### PROBLEMS:
a: From the toroid calculator page, reproduce the passage from "Calculator Inputs" up to and including "your design reference." word for word.
b: According to the toroid calculator page, which formula gives inductance from the AL value and the number of turns?
c: Carry on with the expert guide on the toroid calculator page, picking up after its last sentence.

### PASSAGE SHOWN:
--------

Amidon Toroid Calculator
Quickly calculate inductance from turns and AL, or determine the turns needed for a target inductance on a common Amidon style toroidal core. The chart updates instantly so you can visualize how inductance rises with the square of turns.
Calculator Inputs
Enter the inductance factor in nH/N². This is the standard toroid catalog value used in the formula L = AL × N².
Used when calculating inductance. Fractional turns are supported for estimate work, but practical builds usually use whole turns.
Enter target inductance in µH when calculating required turns.
Controls the graph range for inductance versus turns.
Optional note saved only in the visible output for your design reference.
Results
Select a core, confirm the AL value, then click Calculate.
Expert Guide to Using an Amidon Toroid Calculator
An amidon toroid calculator is a practical design tool for radio frequency engineers, electronics hobbyists, antenna tuners, filter designers, and anyone building inductors on toroidal cores. While the interface may look simple, the underlying concept is important: a toroidal inductor does not scale linearly with turns. Instead, its inductance rises with the square of the number of turns, and that is why AL data from the core manufacturer matters so much. When you know the AL value in nH per turn squared, you can estimate inductance quickly with the formula L = AL × N². This calculator automates that process and also solves the inverse problem by telling you how many turns are needed to reach a target inductance.

--------

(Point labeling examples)

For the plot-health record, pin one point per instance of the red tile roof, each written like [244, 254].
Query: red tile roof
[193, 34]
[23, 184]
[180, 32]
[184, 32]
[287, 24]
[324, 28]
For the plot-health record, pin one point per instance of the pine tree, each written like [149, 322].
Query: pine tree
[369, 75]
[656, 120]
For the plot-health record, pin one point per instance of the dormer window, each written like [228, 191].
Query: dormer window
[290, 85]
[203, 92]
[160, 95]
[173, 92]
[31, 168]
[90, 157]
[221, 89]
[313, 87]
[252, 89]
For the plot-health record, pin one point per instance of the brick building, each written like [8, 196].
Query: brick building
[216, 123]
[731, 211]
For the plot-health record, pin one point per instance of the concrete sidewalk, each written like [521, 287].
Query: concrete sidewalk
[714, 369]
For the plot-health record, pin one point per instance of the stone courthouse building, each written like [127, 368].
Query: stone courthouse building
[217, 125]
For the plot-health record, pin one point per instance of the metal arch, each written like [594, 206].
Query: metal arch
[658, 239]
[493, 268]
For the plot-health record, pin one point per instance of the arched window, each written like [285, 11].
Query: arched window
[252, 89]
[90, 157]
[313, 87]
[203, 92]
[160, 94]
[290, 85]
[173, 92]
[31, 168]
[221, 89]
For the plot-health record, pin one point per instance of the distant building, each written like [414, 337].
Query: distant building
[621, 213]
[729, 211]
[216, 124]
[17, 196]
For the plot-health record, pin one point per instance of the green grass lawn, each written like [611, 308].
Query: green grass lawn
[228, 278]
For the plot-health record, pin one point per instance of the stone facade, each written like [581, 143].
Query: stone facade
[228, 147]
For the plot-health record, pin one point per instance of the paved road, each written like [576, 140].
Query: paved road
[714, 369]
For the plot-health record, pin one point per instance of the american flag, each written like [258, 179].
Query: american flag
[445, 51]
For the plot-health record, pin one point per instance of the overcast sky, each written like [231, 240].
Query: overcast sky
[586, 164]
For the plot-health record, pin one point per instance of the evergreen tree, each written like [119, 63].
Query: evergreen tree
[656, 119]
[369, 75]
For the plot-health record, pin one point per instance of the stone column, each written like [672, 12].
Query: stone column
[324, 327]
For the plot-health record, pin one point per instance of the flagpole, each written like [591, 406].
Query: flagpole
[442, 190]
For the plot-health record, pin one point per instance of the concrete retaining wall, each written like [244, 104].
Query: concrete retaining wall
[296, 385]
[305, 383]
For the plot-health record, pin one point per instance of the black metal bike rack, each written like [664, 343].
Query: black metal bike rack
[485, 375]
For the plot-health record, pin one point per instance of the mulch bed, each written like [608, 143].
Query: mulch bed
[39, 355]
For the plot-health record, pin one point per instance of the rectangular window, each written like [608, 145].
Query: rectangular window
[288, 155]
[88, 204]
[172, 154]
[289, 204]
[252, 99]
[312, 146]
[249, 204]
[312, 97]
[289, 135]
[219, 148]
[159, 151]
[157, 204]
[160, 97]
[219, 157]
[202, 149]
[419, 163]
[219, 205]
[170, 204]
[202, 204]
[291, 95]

--------

### WRITTEN RESPONSES:
a:
Calculator Inputs
Enter the inductance factor in nH/N². This is the standard toroid catalog value used in the formula L = AL × N².
Used when calculating inductance. Fractional turns are supported for estimate work, but practical builds usually use whole turns.
Enter target inductance in µH when calculating required turns.
Controls the graph range for inductance versus turns.
Optional note saved only in the visible output for your design reference.

b: L = AL × N².

c:
Amidon style toroids are widely used in amateur radio, RF filters, matching transformers, broadband transformers, common mode chokes, and low loss tuned circuits. The reason engineers like them is simple: toroidal geometry keeps magnetic flux mostly inside the core, reducing stray field and improving efficiency. Compared with open magnetic structures, toroids often show better magnetic confinement and more predictable behavior when the winding is neat and the operating frequency matches the core material.
Core formula: If AL is given in nH/N² and turns are N, then inductance in nH is AL × N². To convert to µH, divide by 1,000. To convert to mH, divide by 1,000,000.
What the calculator is actually doing
This amidon toroid calculator supports the two most common design tasks:
- Inductance from turns: You know the core and the number of turns, so you want the resulting inductance.
- Turns from target inductance: You know the target inductance and the core AL, so you need to estimate how many turns to wind.
For the first case, the calculation is straightforward. If you have a T50-2 core with AL = 4.9 nH/N² and wind 20 turns, then:
L = 4.9 × 20² = 4.9 × 400 = 1960 nH = 1.96 µH
For the inverse calculation, you rearrange the formula:
N = √(L / AL)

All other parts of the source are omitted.